■ **Extracted text**
-- -- --
Hearthstone, in case you’ve been living under one and haven’t gotten the word, is the electronic trading card game from Blizzard. I’ve been hearing buzz about it around Magic: The Gathering circles for months. I could only hold off on the Kool-Aid for so long, so I snagged a copy on my LG Tablet.
what_year_is_it
That was a week ago. Today, I finally shuffled out of my bedroom. My family hazily recognized me. I’d lost weight. My inbox was full of increasingly panicky emails from the class of people with standards low enough to call me a friend, inquiring as to my health and alleged sanity. So yeah, the game’s kind of addicting.
So far I’ve built a deck sufficient to gain the rank of “Shieldbearer” in ranked play. I have no idea if that’s par for the course, but I’m pretty happy with it considering this was a free download and everything I’ve achieved so far has been from grinding for in-game gold.
But I’m here to visit the land of Hearthstone and report back to the land of M:TG. So, for Magic players wondering what the fuss is about, how does Hearthstone stack up?

Cons:
  • Electronic only. That’s even a plus to some of you, but for me, nothing replaces an actual physical object I can buy and hold and store and leave in my will.
  • It is, indeed, a far smaller and simpler game than Magic. There’s really no getting around it, it was designed that way.
  • It’s also pretty linear in gameplay. There’s no playing on another opponent’s turn, no permanents on the field that don’t have legs, and no losing case except running out of life. Most of your decisions will involve what to do with the guys on the field. At times it feels more like chess than a card game.
hs-7-min
From the screenshots, you might be wondering if there’s a limit to the size of your board, and you’re correct. The limit is seven. Want more than seven permanents at once? Too bad. Wait until something dies so the card you’re holding can inherit that slot. You’re limited to ten mana, for that manner, which cuts into the scale of card strength as well.

Pros:
  • The biggest difference is the way mana is handled. In Hearthstone, all mana spends the same, and you don’t need land to get it. Instead, you automatically get assigned a mana unit each turn, up to a maximum of ten. Kiss mana screw goodbye!
  • However, deck variety comes from the heroes. There’s nine heroes to play, and they each have specific cards that only they can pack into a deck. So instead of five colors of mana for different aspects of strategy, you have strategy for nine heroes.
  • The next biggest difference is deck construction. You can only have two of each card, maximum, and 30 cards in a deck, no more, no less. Since mana is handled outside the deck, however, this means your whole deck is SPELLS! No more mana flood either – every card you draw is gas, gas, gas, GAS! At a minimum you will have 15 different spells in your deck, and the game’s pace guarantees you’ll see more of them. So there’s more flexibility, more design space in building a deck, and more variety in playing it.
  • It’s definitely more casual. This makes Hearthstone suited well to break-time play. Games are over in five minutes, the time it takes just one typical Magic player to activate Sensei’s Divining Top.
-- -- --
■ **Records provided**
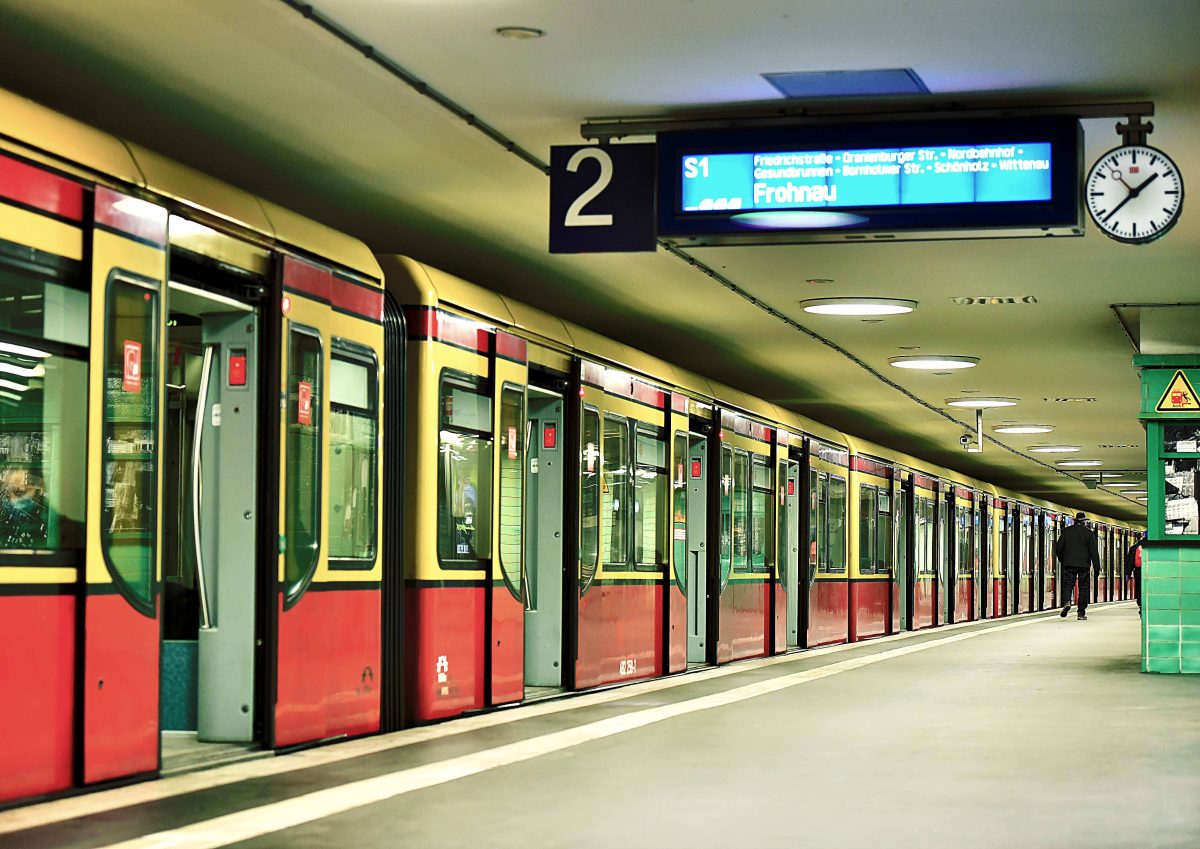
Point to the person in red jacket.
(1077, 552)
-- -- --
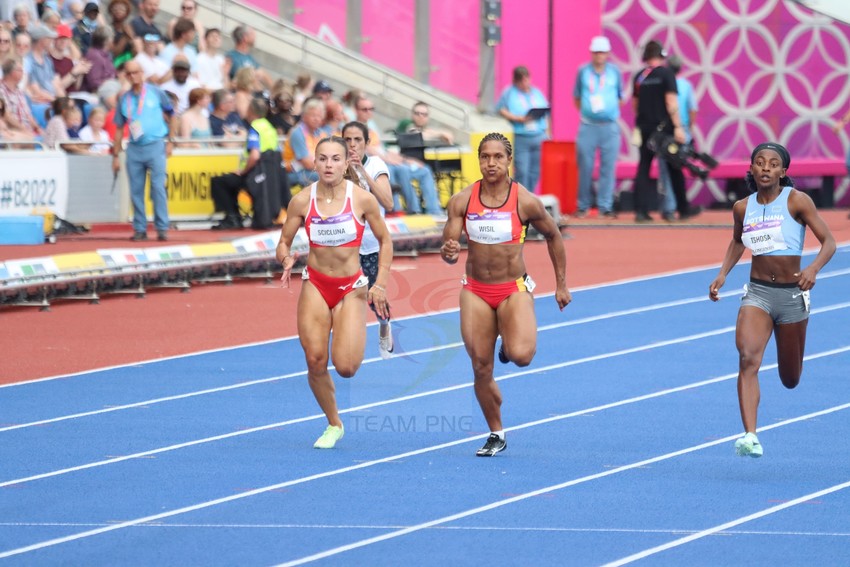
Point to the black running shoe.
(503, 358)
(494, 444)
-- -- --
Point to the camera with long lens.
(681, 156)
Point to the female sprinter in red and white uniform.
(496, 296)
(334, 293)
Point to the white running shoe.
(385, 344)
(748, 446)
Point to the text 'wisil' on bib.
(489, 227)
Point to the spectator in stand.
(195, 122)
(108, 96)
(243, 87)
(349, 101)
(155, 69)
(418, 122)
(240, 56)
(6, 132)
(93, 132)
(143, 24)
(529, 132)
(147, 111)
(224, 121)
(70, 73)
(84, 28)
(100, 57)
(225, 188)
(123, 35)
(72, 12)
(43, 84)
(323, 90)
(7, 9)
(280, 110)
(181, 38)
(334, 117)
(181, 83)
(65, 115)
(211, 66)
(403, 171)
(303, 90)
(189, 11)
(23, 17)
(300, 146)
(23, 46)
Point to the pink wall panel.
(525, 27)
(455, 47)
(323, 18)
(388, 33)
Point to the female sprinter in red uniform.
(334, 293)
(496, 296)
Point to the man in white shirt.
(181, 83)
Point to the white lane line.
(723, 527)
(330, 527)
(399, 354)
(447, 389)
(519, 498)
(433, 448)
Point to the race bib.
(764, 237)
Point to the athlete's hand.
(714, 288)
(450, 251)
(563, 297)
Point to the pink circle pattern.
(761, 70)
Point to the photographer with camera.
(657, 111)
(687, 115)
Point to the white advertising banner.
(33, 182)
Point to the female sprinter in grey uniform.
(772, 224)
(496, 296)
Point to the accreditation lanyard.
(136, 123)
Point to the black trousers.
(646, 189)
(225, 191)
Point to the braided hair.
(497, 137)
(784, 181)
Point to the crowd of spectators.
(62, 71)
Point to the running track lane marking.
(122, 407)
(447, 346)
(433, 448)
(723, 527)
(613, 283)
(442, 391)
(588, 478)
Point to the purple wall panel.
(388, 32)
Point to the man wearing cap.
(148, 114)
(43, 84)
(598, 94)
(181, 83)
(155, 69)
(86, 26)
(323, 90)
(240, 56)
-- -- --
■ **Problems**
a - Count how many lines of the entries contain the string "panel", with case counting. Reply with the number only.
b - Pick up the Hearthstone review after its last sentence and keep writing it.

■ **The replies**
a - 2

b -
  • Permanents can interact directly with each other. This is the chess-like aspect. Several turns can be burned up with the players’ guys grappling for control of the field, with neither player losing a drop of blood in the process.
  • It’s got a huge boost in creativity. Instead of being tethered to paper cards, Hearthstone embraces its electronic medium by having each card be its own little object doing un-card-like things. They explode and turn into something else when you cast them, summon more cards, spawn their own effects, and all of this is handled in-game so you don’t have to remember all the triggers. They mutate and get into their own fights and run around the board and yell stuff.
  • The game’s just oozing with personality. The battlefields are all interactive with animated doodads to play with while you’re bored waiting for your opponent to quit durdling around and cast something.
  • While you can certainly spend money in-game, you can enjoy quite a bit without paying a shekel. This warms my thrifty, leathery, hedonistic heart, because Magic: the Gathering is already more than capable of eating all my recreational income. The main difference with Hearthstone is you have to grind a lot of time into the game to make progress, or you can break down and spend a few bucks to get a full collection right now.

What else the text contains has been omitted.